──────── Reading passage
Teva Pharmaceutical Industries Ltd., the company behind multiple sclerosis drug COPAXONE® (glatiramer acetate injection), has been pursuing the US Food and Drug Administration‘s decision against approving a generic version of the drug, by Mylan, Inc. Teva’s petition has been turned down several times, with the most recent rejection handed down last week, when the agency said holding a hearing would be premature, as the generic version’s clinical trial is still in progress. The FDA said it would be willing to hold a hearing on Teva’s petition if and when the generic formulation has been approved.
According to Mylan’s marketing partner, Natco Pharma, “Mylan believes it is one of the first companies to have filed a substantially complete ANDA containing a Paragraph IV certification for this product and expects to be eligible for 180 days of market exclusivity in the US upon final FDA approval.”
Copaxone, Teva Pharmaceuticals’ lead product, accounted for a total of $2.3 billion worth of sales in 2014 in both of its dosages. In last week’s rejected petition, the company had forwarded findings on gene expression following treatment with Copaxone, claiming a risk for alterations in gene expression upon treatment with generic formulations.
While the most recent rejection may seem to be a disadvantage for Teva, the fact that the FDA has not passed a ruling on the company’s petition means they can rely on the agency’s prolonged time to consider a case. This extended time may be what the company needs to build a more solid consumer base for the newly patented double-dosage formulation of Copaxone. Additionally, the company is dealing with the same issue against the generic version in hearings with the US Supreme Court. This matter is expected to receive a ruling in the next few months.
In other news on Teva’s strategies to expand Copaxone’s market reach, efforts to gain approval in Japan are already underway. This development comes a year after signing an agreement with Takeda Pharmaceutical Co. Ltd. According to a recent report, the drug is estimated to account for more than half of Teva’s profits.
────────────────
──────── Data
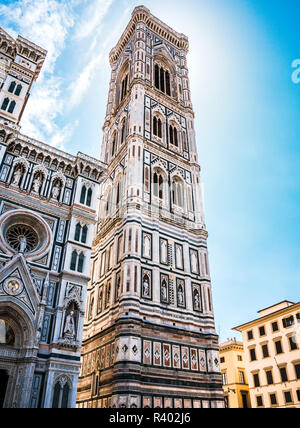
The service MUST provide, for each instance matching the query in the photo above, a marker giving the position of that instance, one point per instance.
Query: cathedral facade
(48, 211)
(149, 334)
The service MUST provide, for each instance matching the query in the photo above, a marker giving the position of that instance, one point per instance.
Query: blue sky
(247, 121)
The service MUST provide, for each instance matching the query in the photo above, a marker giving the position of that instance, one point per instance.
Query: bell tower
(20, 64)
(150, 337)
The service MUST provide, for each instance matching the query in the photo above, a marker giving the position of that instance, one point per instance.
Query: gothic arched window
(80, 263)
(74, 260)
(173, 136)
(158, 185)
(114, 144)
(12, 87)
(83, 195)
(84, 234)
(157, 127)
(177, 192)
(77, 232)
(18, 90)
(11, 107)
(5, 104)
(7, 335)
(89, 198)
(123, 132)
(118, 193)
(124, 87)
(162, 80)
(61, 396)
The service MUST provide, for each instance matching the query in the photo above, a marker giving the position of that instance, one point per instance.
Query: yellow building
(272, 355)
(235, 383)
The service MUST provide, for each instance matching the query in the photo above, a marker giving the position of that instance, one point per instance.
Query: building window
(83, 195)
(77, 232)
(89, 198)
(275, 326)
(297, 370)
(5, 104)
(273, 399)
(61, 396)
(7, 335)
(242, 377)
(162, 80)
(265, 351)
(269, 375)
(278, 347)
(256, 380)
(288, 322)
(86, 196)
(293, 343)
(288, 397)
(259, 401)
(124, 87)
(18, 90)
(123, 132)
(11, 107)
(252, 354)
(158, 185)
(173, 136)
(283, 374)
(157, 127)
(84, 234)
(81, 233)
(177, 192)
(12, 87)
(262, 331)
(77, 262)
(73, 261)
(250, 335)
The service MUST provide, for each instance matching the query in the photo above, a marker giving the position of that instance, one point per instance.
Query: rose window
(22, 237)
────────────────
** Work instructions **
Translate this sentence from the article about Teva's Copaxone into Spanish: "The FDA said it would be willing to hold a hearing on Teva's petition if and when the generic formulation has been approved."

** The completed task **
La FDA dijo que estaría dispuesta a celebrar una audiencia sobre la petición de Teva si la formulación genérica llega a ser aprobada, y en el momento en que lo sea.